Tasks to carry out:
[1] Set down, word for word, the passage of the article on moving the dementia care ward from "Bradford District Care" up to and including "also a concern.".
[2] According to the article on moving the dementia care ward, how many ensuite single rooms does the new facility have?
[3] For each statement below, say yes or no according to the article on moving the dementia care ward, and quote the words that decide it.
(a) The plans are intended to save the trust £300,000.
(b) The decision went to public consultation in 2013.
(c) The trust serves 750,000 people.

Document section:
*** Begin section ***

Some families affected by a controversial decision to shift a dementia care ward from Airedale Hospital to Bradford will have their transport costs funded, health bosses have confirmed.

Bradford District Care Trust said it has committed to paying for a “small number” of families affected by ward 24 being moved to Lynfield Mount Hospital in Daisy Hill.

The trust’s board has approved design plans for the state-of-the art dementia service at the Bradford site as part of the trust’s overall re-design of in-patient services to create a centre of excellence in older people’s mental health services.

But the plans, aimed at saving the trust £300,000, have met widespread opposition in Keighley and Craven, even leading to the formation of a campaign group to fight the move.

Members argued that some of the most vulnerable members of the community faced a 65-mile round trip to access services. Increased journey times for people living in Dales villages such as Grassington were also a concern.

Nicola Lees, deputy chief executive at the trust, said: “I understand there are concerns about the change and I have met representatives from the Ward 24 Action Group and local councillors to discuss their concerns.

“This is not a decision that was taken lightly. It was the subject of a public consultation in 2012. I will continue to work with the local community to provide assurances that this is the best option for people living with dementia. We have committed to fund appropriate transport costs for a small number of families affected by the move to a new site.

“Currently only 100 beds a year are used at our dementia care ward at Airedale Hospital. There is a greater emphasis on home-based treatment and support and prevention of admission.

“We serve 570,000 people across Bradford, Airedale and Craven, an area which spans 1,577 sq kilometres. It’s important we look at where and how this care is best delivered to the entire district.

“We do have an obligation to find cost savings, in line with every NHS organisation nationally, but this is not at the expense of safe, efficient and high-quality care.”

The new facility, which has 22 ensuite single rooms, was designed with the help of staff and service users.

Dr Gregor Russell, consultant psychiatrist and dementia lead for the trust, said: “It has been very important when designing this space to look at practical ways to help people be independent for as long as possible.”

No-one at the Ward 24 Action Group was available to comment.

*** End section ***

Record set:
*** Begin section ***

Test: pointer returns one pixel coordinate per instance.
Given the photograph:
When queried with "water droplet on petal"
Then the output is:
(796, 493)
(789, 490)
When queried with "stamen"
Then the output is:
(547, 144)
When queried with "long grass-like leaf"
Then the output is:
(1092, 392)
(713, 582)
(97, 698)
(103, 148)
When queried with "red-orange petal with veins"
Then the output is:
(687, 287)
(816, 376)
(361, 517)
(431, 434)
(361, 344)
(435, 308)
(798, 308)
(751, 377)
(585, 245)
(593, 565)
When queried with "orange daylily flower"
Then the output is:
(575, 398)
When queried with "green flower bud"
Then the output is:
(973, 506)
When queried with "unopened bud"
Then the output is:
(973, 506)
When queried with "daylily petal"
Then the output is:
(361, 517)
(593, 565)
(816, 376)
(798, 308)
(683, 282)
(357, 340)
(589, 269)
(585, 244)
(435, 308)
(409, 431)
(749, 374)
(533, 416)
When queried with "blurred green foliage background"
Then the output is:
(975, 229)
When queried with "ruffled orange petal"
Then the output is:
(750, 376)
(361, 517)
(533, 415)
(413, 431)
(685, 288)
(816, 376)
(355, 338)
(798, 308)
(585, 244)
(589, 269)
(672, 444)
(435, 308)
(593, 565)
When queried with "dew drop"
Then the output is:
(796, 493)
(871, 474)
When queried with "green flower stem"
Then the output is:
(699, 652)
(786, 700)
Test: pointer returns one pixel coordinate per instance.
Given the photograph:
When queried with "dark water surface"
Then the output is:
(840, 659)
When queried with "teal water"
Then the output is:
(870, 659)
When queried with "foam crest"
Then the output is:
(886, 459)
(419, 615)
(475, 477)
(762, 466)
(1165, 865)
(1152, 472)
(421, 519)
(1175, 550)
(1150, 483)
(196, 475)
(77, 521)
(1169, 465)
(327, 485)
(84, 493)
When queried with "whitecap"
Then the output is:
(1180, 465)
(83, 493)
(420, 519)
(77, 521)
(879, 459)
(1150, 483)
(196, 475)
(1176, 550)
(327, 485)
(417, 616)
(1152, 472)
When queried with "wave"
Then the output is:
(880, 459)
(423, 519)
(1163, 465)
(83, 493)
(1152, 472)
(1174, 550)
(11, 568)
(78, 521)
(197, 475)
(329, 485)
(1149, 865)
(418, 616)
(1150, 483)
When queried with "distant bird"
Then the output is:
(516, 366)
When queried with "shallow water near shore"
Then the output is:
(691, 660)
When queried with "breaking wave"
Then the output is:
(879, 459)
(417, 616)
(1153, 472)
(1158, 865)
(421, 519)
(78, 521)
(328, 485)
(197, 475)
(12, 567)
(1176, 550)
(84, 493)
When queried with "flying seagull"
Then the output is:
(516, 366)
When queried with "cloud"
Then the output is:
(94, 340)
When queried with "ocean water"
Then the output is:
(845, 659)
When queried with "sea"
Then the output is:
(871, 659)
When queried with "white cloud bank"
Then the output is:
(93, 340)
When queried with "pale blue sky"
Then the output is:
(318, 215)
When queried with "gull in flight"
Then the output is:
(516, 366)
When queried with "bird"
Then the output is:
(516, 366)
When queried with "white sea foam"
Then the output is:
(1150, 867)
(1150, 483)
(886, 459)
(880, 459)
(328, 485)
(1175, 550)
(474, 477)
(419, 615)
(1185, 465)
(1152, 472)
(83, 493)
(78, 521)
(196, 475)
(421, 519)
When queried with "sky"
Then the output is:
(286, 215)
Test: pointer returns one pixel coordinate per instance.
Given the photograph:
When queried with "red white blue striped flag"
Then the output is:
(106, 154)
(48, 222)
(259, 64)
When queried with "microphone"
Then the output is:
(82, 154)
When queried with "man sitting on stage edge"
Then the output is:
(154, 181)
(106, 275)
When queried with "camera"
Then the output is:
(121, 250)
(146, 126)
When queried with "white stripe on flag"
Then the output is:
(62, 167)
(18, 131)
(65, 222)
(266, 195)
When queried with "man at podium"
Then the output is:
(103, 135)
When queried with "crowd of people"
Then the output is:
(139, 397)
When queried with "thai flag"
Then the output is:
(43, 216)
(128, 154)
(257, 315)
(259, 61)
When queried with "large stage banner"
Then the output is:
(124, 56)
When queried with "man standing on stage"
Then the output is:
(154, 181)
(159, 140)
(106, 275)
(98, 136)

*** End section ***

Answers by task:
[1]
Bradford District Care Trust said it has committed to paying for a “small number” of families affected by ward 24 being moved to Lynfield Mount Hospital in Daisy Hill.

The trust’s board has approved design plans for the state-of-the art dementia service at the Bradford site as part of the trust’s overall re-design of in-patient services to create a centre of excellence in older people’s mental health services.

But the plans, aimed at saving the trust £300,000, have met widespread opposition in Keighley and Craven, even leading to the formation of a campaign group to fight the move.

Members argued that some of the most vulnerable members of the community faced a 65-mile round trip to access services. Increased journey times for people living in Dales villages such as Grassington were also a concern.

[2] 22

[3]
(a) Yes: "aimed at saving the trust £300,000"
(b) No: "It was the subject of a public consultation in 2012."
(c) No: "We serve 570,000 people across Bradford, Airedale and Craven"